**TASK ITEM:**
All of the data must be output without alteration.

**EXTRACTED RECORDS:**
__________________________________________________

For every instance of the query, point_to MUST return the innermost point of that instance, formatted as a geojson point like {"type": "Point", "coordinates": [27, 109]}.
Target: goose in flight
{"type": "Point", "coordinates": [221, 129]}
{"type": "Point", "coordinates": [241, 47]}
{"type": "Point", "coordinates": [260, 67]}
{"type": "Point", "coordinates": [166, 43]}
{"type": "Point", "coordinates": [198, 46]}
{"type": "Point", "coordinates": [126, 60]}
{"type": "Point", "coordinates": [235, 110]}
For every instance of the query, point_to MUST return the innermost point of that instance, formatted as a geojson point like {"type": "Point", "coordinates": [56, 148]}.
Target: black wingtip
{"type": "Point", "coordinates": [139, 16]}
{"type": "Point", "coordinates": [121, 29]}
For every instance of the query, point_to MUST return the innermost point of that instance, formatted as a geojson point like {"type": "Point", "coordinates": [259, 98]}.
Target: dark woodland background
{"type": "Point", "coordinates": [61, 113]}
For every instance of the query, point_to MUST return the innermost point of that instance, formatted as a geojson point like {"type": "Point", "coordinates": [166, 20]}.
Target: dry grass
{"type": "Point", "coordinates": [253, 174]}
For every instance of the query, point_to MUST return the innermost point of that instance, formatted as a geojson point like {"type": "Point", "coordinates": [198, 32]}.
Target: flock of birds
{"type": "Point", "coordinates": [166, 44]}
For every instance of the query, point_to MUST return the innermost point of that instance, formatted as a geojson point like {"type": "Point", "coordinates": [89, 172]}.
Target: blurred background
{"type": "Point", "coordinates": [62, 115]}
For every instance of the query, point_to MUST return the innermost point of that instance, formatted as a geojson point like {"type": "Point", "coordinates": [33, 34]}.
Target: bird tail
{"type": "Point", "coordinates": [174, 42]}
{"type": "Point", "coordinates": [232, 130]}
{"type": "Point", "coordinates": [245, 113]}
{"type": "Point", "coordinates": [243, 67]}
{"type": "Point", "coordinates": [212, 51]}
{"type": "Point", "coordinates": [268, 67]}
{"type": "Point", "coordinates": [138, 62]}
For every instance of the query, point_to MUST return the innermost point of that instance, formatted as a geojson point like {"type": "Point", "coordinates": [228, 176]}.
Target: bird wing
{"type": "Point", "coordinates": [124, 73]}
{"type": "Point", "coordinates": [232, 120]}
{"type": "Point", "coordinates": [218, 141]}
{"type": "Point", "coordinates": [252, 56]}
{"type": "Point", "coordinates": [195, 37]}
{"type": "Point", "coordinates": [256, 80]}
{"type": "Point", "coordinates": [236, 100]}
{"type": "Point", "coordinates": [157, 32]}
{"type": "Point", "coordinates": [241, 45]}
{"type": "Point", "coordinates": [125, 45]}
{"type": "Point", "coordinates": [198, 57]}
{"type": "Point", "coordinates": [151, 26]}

__________________________________________________

**ANSWER BELOW:**
For every instance of the query, point_to MUST return the innermost point of that instance, formatted as a geojson point like {"type": "Point", "coordinates": [27, 109]}.
Target: goose in flight
{"type": "Point", "coordinates": [221, 129]}
{"type": "Point", "coordinates": [241, 47]}
{"type": "Point", "coordinates": [260, 67]}
{"type": "Point", "coordinates": [166, 43]}
{"type": "Point", "coordinates": [198, 46]}
{"type": "Point", "coordinates": [126, 60]}
{"type": "Point", "coordinates": [235, 110]}
For every instance of the query, point_to MUST return the innermost point of that instance, formatted as a geojson point like {"type": "Point", "coordinates": [56, 148]}.
Target: black wingtip
{"type": "Point", "coordinates": [139, 16]}
{"type": "Point", "coordinates": [121, 29]}
For every instance of the query, point_to MUST return the innermost point of that instance, formatted as a geojson point like {"type": "Point", "coordinates": [259, 98]}.
Target: dark woodland background
{"type": "Point", "coordinates": [61, 113]}
For every instance of the query, point_to MUST return the innermost point of that instance, formatted as a geojson point like {"type": "Point", "coordinates": [166, 20]}.
Target: dry grass
{"type": "Point", "coordinates": [253, 174]}
For every instance of the query, point_to MUST return the innermost point of that instance, formatted as a geojson point like {"type": "Point", "coordinates": [198, 32]}.
Target: flock of birds
{"type": "Point", "coordinates": [166, 44]}
For every instance of the query, point_to MUST return the innermost point of that instance, formatted as a geojson point like {"type": "Point", "coordinates": [89, 172]}.
Target: blurred background
{"type": "Point", "coordinates": [62, 115]}
For every instance of the query, point_to MUST return the innermost point of that instance, formatted as a geojson point like {"type": "Point", "coordinates": [33, 34]}.
Target: bird tail
{"type": "Point", "coordinates": [174, 42]}
{"type": "Point", "coordinates": [232, 130]}
{"type": "Point", "coordinates": [245, 113]}
{"type": "Point", "coordinates": [243, 67]}
{"type": "Point", "coordinates": [212, 51]}
{"type": "Point", "coordinates": [268, 67]}
{"type": "Point", "coordinates": [138, 62]}
For every instance of the query, point_to MUST return the innermost point of that instance, formatted as a geojson point like {"type": "Point", "coordinates": [228, 176]}.
Target: bird wing
{"type": "Point", "coordinates": [124, 73]}
{"type": "Point", "coordinates": [232, 120]}
{"type": "Point", "coordinates": [218, 141]}
{"type": "Point", "coordinates": [252, 56]}
{"type": "Point", "coordinates": [195, 37]}
{"type": "Point", "coordinates": [256, 80]}
{"type": "Point", "coordinates": [236, 100]}
{"type": "Point", "coordinates": [157, 32]}
{"type": "Point", "coordinates": [241, 45]}
{"type": "Point", "coordinates": [125, 45]}
{"type": "Point", "coordinates": [198, 57]}
{"type": "Point", "coordinates": [151, 26]}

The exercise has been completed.